Directions:
In which lines of the data does the string "background" appear? Copy every one.

Records provided:
-- Opening Marker --

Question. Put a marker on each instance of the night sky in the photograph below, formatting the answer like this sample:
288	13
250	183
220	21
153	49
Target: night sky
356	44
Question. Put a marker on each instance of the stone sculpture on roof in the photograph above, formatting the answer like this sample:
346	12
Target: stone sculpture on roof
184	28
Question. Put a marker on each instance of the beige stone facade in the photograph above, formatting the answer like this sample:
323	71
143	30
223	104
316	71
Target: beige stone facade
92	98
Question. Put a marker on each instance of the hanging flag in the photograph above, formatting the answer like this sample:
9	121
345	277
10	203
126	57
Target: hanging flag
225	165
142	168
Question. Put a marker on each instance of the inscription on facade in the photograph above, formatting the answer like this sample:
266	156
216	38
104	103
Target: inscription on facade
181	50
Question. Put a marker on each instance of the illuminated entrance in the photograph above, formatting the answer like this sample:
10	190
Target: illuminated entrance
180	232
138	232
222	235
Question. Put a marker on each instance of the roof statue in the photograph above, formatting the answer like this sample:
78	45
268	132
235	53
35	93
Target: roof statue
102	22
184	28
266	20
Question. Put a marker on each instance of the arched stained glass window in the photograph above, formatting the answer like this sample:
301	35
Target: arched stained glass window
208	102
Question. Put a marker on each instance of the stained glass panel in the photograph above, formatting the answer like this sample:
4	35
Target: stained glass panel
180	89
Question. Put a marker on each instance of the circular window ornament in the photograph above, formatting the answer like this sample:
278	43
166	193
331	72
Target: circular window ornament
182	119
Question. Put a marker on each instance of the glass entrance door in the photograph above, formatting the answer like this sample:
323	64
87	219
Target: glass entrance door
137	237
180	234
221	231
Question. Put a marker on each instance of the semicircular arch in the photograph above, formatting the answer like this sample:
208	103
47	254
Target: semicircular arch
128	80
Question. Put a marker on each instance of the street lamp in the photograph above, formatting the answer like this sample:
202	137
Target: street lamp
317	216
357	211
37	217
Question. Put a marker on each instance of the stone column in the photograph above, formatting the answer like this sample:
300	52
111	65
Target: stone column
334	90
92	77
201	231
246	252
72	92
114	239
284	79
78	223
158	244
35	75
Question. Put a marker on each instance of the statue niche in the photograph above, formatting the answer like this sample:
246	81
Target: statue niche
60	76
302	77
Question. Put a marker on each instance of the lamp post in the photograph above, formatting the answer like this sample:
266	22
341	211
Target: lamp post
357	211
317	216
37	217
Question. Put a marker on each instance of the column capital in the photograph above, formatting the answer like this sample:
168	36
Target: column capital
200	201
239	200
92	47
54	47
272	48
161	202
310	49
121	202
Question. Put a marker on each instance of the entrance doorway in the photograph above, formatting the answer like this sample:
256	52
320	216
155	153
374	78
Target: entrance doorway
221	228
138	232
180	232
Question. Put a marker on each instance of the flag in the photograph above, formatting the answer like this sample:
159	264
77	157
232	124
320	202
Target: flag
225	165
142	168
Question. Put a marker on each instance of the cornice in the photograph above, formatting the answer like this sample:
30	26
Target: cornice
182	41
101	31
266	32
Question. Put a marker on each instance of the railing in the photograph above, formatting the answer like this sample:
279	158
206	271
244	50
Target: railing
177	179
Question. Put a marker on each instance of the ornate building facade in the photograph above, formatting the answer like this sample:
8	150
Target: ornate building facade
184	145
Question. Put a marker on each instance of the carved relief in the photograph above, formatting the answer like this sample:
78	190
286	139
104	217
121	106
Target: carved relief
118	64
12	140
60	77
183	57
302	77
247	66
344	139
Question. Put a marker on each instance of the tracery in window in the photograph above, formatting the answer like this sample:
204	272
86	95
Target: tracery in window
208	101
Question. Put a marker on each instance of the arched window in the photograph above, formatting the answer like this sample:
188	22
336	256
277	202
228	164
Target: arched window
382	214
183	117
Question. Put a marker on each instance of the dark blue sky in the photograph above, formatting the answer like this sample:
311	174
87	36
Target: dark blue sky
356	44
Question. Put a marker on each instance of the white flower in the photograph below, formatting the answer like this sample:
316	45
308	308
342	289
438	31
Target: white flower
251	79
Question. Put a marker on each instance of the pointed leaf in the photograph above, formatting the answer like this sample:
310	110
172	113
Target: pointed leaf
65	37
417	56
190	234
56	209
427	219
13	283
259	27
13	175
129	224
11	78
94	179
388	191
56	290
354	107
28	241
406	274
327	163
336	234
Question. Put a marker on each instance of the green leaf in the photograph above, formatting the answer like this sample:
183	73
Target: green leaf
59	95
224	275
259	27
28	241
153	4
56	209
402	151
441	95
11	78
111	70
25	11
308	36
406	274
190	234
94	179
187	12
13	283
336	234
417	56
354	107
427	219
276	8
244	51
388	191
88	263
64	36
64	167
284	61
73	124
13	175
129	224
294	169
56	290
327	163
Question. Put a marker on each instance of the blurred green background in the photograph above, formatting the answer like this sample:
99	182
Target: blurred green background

-- Closing Marker --

Solution to this exercise:
Question. Put a marker on each instance of the blurred green background in the photograph above, formatting the answer like this sample:
Target: blurred green background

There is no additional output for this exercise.